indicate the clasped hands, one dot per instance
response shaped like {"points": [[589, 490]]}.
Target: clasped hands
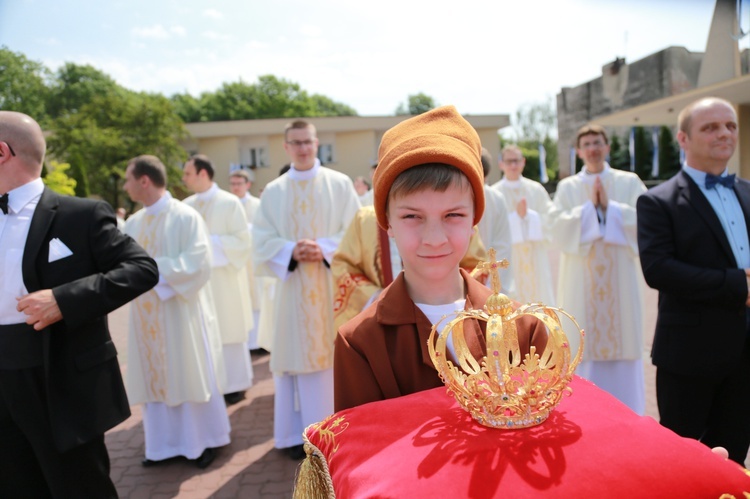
{"points": [[40, 308], [307, 250], [599, 195]]}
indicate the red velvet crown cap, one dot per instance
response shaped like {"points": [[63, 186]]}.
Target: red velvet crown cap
{"points": [[441, 135]]}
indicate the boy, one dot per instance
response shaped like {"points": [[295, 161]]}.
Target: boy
{"points": [[428, 195]]}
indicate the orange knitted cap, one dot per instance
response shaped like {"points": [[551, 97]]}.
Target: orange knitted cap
{"points": [[438, 136]]}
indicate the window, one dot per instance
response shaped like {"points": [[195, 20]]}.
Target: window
{"points": [[258, 157]]}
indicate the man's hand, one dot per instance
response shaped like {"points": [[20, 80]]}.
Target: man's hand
{"points": [[307, 250], [40, 307], [600, 195], [521, 208]]}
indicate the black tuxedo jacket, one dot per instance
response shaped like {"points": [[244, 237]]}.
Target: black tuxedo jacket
{"points": [[701, 326], [84, 388]]}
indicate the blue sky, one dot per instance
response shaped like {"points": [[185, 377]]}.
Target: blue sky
{"points": [[485, 57]]}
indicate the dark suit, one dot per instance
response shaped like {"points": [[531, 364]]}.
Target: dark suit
{"points": [[700, 344], [78, 387]]}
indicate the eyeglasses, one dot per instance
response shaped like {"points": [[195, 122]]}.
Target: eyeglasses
{"points": [[594, 144], [300, 143], [12, 152]]}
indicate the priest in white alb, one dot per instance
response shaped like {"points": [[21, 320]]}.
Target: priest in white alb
{"points": [[231, 247], [239, 184], [593, 222], [494, 229], [303, 215], [175, 362], [528, 205]]}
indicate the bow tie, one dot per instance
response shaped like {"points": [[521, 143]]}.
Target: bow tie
{"points": [[712, 180]]}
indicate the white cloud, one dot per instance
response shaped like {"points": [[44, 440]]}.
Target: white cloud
{"points": [[155, 32], [213, 35], [213, 14], [310, 30], [158, 32], [50, 41]]}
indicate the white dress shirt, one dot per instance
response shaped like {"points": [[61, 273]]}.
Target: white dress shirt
{"points": [[14, 228]]}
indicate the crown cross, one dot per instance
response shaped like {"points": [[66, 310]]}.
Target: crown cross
{"points": [[492, 266], [506, 388]]}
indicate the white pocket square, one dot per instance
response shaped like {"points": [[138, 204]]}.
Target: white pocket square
{"points": [[58, 250]]}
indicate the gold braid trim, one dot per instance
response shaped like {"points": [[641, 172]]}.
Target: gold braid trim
{"points": [[313, 480]]}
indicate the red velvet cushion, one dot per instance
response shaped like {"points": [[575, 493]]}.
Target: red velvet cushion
{"points": [[425, 445]]}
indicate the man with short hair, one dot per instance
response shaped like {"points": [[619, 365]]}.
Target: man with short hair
{"points": [[231, 246], [239, 184], [593, 223], [693, 239], [302, 218], [528, 206], [65, 266], [366, 199], [175, 356]]}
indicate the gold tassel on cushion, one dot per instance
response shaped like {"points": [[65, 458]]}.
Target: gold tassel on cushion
{"points": [[313, 479]]}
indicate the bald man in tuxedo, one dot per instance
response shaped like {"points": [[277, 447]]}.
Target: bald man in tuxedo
{"points": [[65, 266]]}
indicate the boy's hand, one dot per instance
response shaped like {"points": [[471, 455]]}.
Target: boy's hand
{"points": [[307, 250]]}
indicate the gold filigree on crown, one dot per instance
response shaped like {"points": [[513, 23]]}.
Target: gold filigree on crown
{"points": [[505, 388]]}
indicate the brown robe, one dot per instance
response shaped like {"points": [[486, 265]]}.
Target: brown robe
{"points": [[382, 352]]}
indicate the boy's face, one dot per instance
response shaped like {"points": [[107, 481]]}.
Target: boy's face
{"points": [[432, 231]]}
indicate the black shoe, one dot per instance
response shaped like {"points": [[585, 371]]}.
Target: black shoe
{"points": [[205, 459], [296, 452], [234, 397]]}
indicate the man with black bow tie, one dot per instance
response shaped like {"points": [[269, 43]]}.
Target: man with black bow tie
{"points": [[693, 240], [64, 266]]}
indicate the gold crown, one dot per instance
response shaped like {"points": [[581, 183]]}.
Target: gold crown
{"points": [[505, 388]]}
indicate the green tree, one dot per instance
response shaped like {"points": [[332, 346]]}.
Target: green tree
{"points": [[416, 104], [535, 121], [23, 84], [99, 139], [76, 85], [669, 154], [534, 124], [644, 149], [619, 154], [270, 97], [57, 180]]}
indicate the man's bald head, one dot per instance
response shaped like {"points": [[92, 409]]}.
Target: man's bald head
{"points": [[25, 137]]}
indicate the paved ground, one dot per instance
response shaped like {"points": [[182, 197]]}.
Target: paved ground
{"points": [[250, 466]]}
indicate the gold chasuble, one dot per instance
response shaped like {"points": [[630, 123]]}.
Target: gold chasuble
{"points": [[149, 314], [600, 275], [529, 256], [232, 246], [167, 357], [316, 204]]}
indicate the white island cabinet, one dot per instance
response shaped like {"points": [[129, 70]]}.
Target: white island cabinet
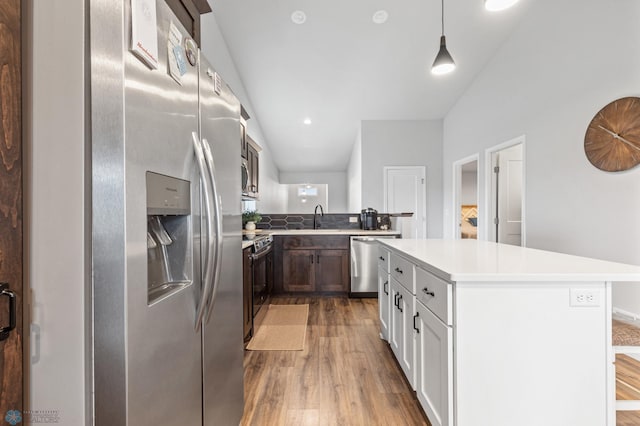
{"points": [[507, 335]]}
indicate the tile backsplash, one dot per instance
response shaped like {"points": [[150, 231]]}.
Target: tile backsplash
{"points": [[305, 221]]}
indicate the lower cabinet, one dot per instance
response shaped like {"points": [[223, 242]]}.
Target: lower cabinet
{"points": [[402, 330], [420, 340], [384, 303], [434, 361], [247, 294], [313, 264]]}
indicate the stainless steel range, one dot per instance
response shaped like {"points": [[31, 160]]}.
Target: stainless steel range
{"points": [[262, 270]]}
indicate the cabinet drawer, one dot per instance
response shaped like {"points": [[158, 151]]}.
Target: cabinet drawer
{"points": [[315, 242], [402, 271], [435, 294], [383, 258]]}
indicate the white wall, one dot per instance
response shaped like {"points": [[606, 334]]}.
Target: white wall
{"points": [[337, 187], [354, 175], [563, 63], [403, 143], [272, 195], [54, 103]]}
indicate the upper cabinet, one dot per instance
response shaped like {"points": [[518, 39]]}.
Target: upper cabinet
{"points": [[253, 168]]}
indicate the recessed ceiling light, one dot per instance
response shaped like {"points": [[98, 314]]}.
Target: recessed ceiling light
{"points": [[298, 17], [380, 17], [497, 5]]}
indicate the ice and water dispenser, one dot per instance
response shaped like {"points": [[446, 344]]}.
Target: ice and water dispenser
{"points": [[169, 246]]}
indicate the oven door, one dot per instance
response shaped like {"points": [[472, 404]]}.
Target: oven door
{"points": [[261, 268]]}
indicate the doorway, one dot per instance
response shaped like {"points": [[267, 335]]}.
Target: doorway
{"points": [[405, 192], [466, 198], [506, 193]]}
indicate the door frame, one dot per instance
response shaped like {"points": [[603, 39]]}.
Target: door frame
{"points": [[423, 171], [519, 140], [457, 193]]}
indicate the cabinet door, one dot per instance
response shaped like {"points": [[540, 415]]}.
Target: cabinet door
{"points": [[384, 302], [298, 270], [244, 144], [406, 302], [434, 362], [254, 170], [247, 294], [395, 331], [332, 270]]}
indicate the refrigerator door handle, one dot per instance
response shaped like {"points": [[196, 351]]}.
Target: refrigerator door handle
{"points": [[211, 298], [208, 258]]}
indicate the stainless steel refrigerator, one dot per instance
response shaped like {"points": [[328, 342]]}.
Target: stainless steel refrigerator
{"points": [[166, 229]]}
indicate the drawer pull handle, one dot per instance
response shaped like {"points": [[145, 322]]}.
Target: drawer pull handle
{"points": [[428, 293]]}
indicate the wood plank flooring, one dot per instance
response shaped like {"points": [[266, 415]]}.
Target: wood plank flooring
{"points": [[627, 387], [346, 375]]}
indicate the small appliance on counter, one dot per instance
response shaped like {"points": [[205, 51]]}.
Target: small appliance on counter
{"points": [[369, 219]]}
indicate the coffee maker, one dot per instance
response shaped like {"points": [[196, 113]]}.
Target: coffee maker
{"points": [[369, 219]]}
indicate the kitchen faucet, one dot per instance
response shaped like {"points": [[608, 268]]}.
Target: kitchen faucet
{"points": [[315, 216]]}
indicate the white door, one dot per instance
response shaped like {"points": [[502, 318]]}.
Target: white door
{"points": [[404, 192], [507, 195]]}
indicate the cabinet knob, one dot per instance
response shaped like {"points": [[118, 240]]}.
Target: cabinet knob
{"points": [[428, 293]]}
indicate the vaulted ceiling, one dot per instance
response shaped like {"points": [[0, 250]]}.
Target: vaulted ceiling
{"points": [[339, 67]]}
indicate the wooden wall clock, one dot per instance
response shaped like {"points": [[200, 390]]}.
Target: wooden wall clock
{"points": [[612, 141]]}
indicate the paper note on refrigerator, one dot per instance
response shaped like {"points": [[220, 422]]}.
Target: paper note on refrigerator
{"points": [[175, 54], [144, 36]]}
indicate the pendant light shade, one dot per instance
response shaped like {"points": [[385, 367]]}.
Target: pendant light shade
{"points": [[497, 5], [444, 62]]}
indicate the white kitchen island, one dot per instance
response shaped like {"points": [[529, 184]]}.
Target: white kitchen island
{"points": [[498, 335]]}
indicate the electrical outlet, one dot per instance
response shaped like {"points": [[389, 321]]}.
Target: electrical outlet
{"points": [[584, 297]]}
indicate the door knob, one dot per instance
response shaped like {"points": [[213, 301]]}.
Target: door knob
{"points": [[4, 291]]}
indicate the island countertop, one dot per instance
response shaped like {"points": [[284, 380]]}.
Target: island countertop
{"points": [[482, 261]]}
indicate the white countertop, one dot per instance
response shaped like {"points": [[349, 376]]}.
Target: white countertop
{"points": [[471, 260]]}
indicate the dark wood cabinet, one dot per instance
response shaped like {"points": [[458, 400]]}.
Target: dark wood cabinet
{"points": [[247, 294], [312, 264]]}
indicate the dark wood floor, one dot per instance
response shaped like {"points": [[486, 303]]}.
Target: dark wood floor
{"points": [[627, 387], [346, 375]]}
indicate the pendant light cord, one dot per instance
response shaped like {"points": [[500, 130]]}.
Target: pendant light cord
{"points": [[442, 9]]}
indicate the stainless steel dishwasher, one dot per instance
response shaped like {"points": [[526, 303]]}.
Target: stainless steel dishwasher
{"points": [[364, 265]]}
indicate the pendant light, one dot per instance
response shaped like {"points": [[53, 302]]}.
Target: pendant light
{"points": [[444, 62], [497, 5]]}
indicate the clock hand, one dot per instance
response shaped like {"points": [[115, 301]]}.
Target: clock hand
{"points": [[614, 134], [620, 138], [631, 144]]}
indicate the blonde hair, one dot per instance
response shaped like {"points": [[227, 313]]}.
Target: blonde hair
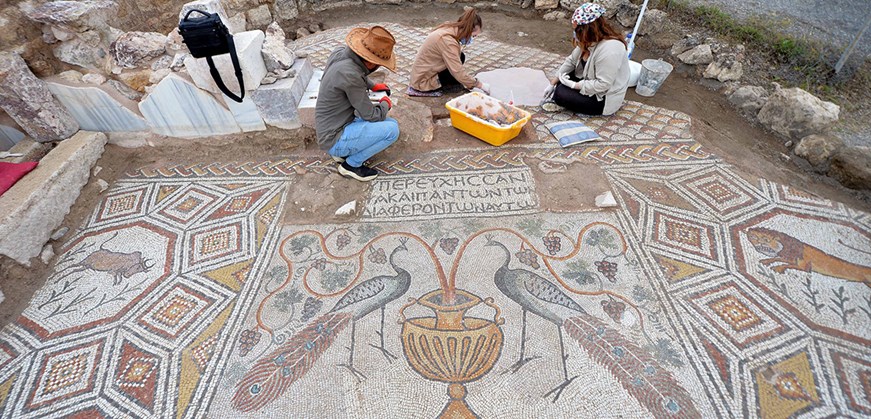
{"points": [[466, 24]]}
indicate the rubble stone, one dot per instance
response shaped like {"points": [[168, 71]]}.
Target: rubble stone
{"points": [[276, 56], [796, 113], [133, 48], [74, 16], [36, 206], [725, 68], [94, 78], [29, 102], [125, 90], [818, 149], [749, 99], [700, 54], [285, 10], [852, 167], [136, 80], [80, 53]]}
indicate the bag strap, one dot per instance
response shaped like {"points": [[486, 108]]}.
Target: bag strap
{"points": [[217, 76]]}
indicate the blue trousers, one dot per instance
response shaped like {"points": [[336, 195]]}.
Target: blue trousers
{"points": [[363, 139]]}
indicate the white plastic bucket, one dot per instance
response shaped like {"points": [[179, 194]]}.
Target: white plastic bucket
{"points": [[653, 74]]}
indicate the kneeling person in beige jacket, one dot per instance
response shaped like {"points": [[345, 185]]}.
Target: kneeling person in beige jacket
{"points": [[594, 78], [438, 66]]}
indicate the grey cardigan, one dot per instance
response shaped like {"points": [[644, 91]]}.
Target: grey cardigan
{"points": [[343, 93], [606, 74]]}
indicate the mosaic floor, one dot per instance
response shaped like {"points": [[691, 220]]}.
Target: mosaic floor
{"points": [[706, 293]]}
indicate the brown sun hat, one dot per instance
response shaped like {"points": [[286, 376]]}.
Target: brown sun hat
{"points": [[374, 44]]}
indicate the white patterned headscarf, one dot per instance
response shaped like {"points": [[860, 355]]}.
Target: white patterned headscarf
{"points": [[587, 13]]}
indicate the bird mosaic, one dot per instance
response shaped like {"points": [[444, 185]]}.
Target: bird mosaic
{"points": [[273, 374], [637, 371]]}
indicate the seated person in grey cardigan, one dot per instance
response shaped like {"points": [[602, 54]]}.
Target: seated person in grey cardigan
{"points": [[594, 78], [349, 126]]}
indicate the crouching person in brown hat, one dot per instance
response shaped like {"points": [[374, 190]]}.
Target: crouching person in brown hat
{"points": [[349, 126]]}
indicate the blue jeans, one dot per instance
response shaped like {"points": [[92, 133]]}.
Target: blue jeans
{"points": [[363, 139]]}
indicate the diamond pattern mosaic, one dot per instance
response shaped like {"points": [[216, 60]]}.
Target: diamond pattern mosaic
{"points": [[704, 293]]}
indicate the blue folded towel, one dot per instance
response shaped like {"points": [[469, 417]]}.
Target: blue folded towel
{"points": [[569, 133]]}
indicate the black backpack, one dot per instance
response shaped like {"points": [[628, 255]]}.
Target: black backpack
{"points": [[207, 37]]}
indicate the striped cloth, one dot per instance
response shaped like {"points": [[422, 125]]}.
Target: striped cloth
{"points": [[569, 133]]}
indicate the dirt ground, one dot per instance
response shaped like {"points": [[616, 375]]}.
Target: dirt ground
{"points": [[314, 198]]}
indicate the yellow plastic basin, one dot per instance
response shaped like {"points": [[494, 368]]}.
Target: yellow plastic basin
{"points": [[479, 128]]}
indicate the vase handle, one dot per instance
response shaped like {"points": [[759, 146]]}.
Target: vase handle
{"points": [[497, 318], [411, 302]]}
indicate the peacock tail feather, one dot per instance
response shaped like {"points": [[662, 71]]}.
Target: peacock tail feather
{"points": [[273, 374], [636, 370]]}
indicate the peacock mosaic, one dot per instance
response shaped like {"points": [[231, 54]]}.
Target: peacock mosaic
{"points": [[705, 293]]}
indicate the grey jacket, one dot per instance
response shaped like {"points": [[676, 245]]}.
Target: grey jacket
{"points": [[606, 74], [343, 92]]}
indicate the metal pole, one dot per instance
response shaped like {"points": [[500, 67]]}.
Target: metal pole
{"points": [[852, 47], [631, 46]]}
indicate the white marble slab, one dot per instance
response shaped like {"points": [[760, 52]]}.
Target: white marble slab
{"points": [[96, 110], [177, 108], [524, 86], [246, 114]]}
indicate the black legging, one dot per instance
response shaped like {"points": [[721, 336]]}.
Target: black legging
{"points": [[574, 101], [447, 80]]}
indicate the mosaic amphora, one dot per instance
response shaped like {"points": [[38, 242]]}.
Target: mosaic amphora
{"points": [[451, 347]]}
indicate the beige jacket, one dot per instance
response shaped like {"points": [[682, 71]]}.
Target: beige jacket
{"points": [[439, 51], [606, 74]]}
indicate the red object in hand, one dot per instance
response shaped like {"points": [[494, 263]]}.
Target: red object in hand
{"points": [[389, 103], [381, 87]]}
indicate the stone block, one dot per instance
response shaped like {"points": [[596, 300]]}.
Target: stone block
{"points": [[177, 108], [246, 113], [74, 16], [248, 46], [238, 23], [259, 17], [306, 107], [749, 99], [277, 102], [29, 102], [95, 110], [725, 68], [36, 206], [9, 137], [697, 55], [321, 5], [80, 53], [852, 167], [796, 113], [818, 149], [133, 49], [285, 10]]}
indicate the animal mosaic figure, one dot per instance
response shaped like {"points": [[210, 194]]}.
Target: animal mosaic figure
{"points": [[638, 372], [121, 265], [273, 374], [794, 254]]}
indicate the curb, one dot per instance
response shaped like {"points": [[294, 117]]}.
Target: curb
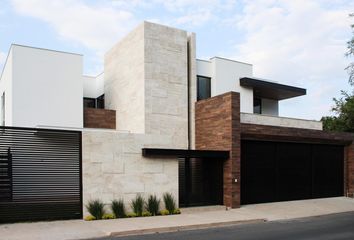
{"points": [[183, 228]]}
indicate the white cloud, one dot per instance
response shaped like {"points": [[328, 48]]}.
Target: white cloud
{"points": [[196, 18], [2, 60], [95, 26], [297, 42]]}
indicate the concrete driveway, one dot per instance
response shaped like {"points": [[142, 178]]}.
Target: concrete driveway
{"points": [[78, 229]]}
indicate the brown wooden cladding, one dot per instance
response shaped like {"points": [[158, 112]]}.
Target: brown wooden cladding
{"points": [[218, 127], [99, 118]]}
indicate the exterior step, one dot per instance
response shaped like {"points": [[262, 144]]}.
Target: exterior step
{"points": [[203, 209]]}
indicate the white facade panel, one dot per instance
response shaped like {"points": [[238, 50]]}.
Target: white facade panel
{"points": [[6, 87], [47, 88], [225, 75], [204, 68]]}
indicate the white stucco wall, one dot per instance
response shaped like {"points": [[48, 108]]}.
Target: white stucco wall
{"points": [[6, 86], [225, 75], [113, 167], [47, 88], [270, 107]]}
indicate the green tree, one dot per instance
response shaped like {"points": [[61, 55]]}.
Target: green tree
{"points": [[343, 121], [350, 53]]}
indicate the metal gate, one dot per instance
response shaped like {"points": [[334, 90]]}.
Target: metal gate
{"points": [[40, 174], [281, 171]]}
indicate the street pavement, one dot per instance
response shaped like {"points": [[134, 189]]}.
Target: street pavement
{"points": [[335, 226]]}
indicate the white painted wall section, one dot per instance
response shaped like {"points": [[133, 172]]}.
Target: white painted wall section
{"points": [[225, 75], [270, 107], [47, 88], [6, 87]]}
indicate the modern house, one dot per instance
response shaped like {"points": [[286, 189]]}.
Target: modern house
{"points": [[159, 120]]}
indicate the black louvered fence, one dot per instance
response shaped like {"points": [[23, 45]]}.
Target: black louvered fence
{"points": [[40, 174]]}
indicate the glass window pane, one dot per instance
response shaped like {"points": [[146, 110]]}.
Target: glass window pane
{"points": [[203, 88], [257, 105]]}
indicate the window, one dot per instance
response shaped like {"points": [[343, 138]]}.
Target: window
{"points": [[203, 88], [257, 105], [100, 102], [3, 109], [89, 103], [94, 102]]}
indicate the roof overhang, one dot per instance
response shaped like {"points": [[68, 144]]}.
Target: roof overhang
{"points": [[271, 90], [182, 153]]}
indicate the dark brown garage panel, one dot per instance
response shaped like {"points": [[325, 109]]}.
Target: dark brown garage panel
{"points": [[279, 171]]}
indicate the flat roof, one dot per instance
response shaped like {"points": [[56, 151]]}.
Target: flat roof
{"points": [[271, 90], [184, 153]]}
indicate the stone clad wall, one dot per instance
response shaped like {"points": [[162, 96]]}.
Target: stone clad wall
{"points": [[113, 167], [166, 93], [124, 81]]}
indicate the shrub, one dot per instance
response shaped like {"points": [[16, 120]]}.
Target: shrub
{"points": [[177, 211], [170, 203], [137, 205], [146, 214], [153, 205], [89, 218], [108, 216], [131, 215], [118, 208], [164, 212], [95, 208]]}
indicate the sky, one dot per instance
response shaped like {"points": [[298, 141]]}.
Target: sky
{"points": [[296, 42]]}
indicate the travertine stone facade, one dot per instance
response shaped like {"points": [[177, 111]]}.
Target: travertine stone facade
{"points": [[124, 84], [113, 166], [146, 82], [166, 96], [192, 66]]}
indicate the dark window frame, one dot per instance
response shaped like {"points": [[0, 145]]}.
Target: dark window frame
{"points": [[209, 93], [96, 102], [260, 105]]}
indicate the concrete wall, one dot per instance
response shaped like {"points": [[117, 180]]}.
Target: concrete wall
{"points": [[270, 107], [113, 166], [6, 87], [192, 86], [280, 121], [225, 75], [46, 88], [124, 81]]}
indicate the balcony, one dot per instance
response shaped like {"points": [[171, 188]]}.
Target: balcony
{"points": [[280, 121]]}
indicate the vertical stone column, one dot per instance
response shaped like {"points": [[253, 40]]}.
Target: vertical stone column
{"points": [[350, 170], [217, 126]]}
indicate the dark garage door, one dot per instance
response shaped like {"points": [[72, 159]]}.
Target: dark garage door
{"points": [[279, 171]]}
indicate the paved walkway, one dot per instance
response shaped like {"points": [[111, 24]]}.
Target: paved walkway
{"points": [[78, 229]]}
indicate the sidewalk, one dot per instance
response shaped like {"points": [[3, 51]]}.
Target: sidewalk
{"points": [[78, 229]]}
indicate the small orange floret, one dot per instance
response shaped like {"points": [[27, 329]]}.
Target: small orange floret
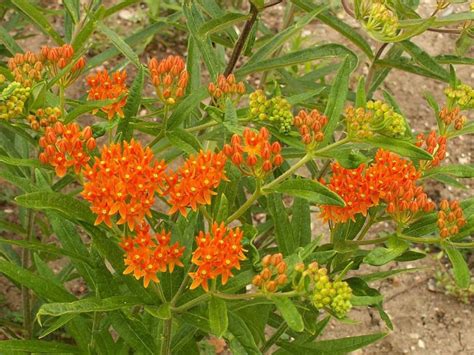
{"points": [[253, 153], [105, 87], [145, 255], [217, 253], [194, 182], [123, 181], [170, 78], [66, 146]]}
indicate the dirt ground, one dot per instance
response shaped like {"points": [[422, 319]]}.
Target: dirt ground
{"points": [[426, 321]]}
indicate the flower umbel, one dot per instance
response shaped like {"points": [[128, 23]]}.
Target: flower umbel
{"points": [[105, 87], [194, 182], [217, 253], [123, 181], [145, 255], [66, 146]]}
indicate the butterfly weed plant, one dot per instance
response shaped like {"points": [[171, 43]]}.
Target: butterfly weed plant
{"points": [[182, 190]]}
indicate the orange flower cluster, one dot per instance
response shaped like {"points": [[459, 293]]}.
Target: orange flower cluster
{"points": [[226, 87], [124, 181], [66, 146], [217, 253], [26, 68], [453, 116], [57, 58], [273, 274], [44, 117], [145, 255], [433, 144], [194, 182], [450, 218], [310, 126], [255, 155], [105, 87], [170, 78], [389, 178]]}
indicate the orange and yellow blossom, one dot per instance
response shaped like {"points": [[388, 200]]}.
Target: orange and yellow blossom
{"points": [[217, 253], [194, 182], [66, 146], [105, 87], [123, 180], [145, 255]]}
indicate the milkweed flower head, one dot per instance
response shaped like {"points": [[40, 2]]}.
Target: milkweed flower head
{"points": [[253, 153], [109, 87], [66, 146], [273, 275], [123, 182], [226, 87], [450, 218], [12, 100], [310, 126], [43, 118], [56, 59], [169, 77], [389, 179], [193, 184], [217, 253], [26, 68], [276, 110], [435, 145], [147, 255]]}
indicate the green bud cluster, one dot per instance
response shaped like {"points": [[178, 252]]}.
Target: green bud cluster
{"points": [[276, 110], [462, 95], [378, 19], [12, 100], [335, 295]]}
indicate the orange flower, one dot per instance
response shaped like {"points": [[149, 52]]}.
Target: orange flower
{"points": [[57, 58], [389, 178], [27, 68], [104, 87], [65, 146], [170, 78], [217, 253], [256, 157], [310, 126], [433, 144], [146, 256], [123, 181], [194, 183]]}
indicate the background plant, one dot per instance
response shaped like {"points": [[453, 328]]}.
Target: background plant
{"points": [[363, 166]]}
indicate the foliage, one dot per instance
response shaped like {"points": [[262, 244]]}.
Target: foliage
{"points": [[186, 207]]}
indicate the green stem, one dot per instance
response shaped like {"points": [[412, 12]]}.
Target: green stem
{"points": [[257, 193], [166, 338], [289, 172]]}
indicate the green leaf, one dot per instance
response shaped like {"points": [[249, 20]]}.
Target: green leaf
{"points": [[65, 204], [183, 140], [310, 190], [87, 305], [324, 51], [218, 24], [132, 106], [403, 148], [31, 11], [41, 286], [337, 97], [120, 44], [289, 312], [37, 346], [8, 41], [218, 316], [333, 346], [460, 269]]}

•••••

Work to be completed:
In the records above, return only the line that contains "indicate the orange flower, one" and every line after it through the last, exactly as they appear.

Complete response:
indicate the orange flower, one dot per instance
response shaped like {"points": [[149, 52]]}.
Target: orange flower
{"points": [[57, 58], [389, 178], [27, 68], [104, 87], [65, 146], [170, 78], [217, 253], [256, 157], [310, 126], [433, 144], [146, 256], [123, 181], [194, 183]]}
indicate the background plant, one dot per instance
response shaped like {"points": [[453, 328]]}.
Target: background plant
{"points": [[363, 166]]}
indicate the foliage, one dot per instance
response shaped like {"points": [[262, 244]]}.
Target: foliage
{"points": [[186, 207]]}
indicate the green stem, one dot per instance
response shaped like {"points": [[412, 12]]}.
Target: green stem
{"points": [[257, 193], [166, 338], [289, 172]]}
indicate the green leaf, one dot per instance
response shaped like {"points": [[249, 20]]}.
Target: green leaf
{"points": [[65, 204], [183, 140], [310, 190], [87, 305], [324, 51], [218, 24], [132, 106], [403, 148], [31, 11], [41, 286], [337, 97], [120, 44], [289, 312], [37, 346], [8, 41], [218, 316], [333, 346], [460, 269]]}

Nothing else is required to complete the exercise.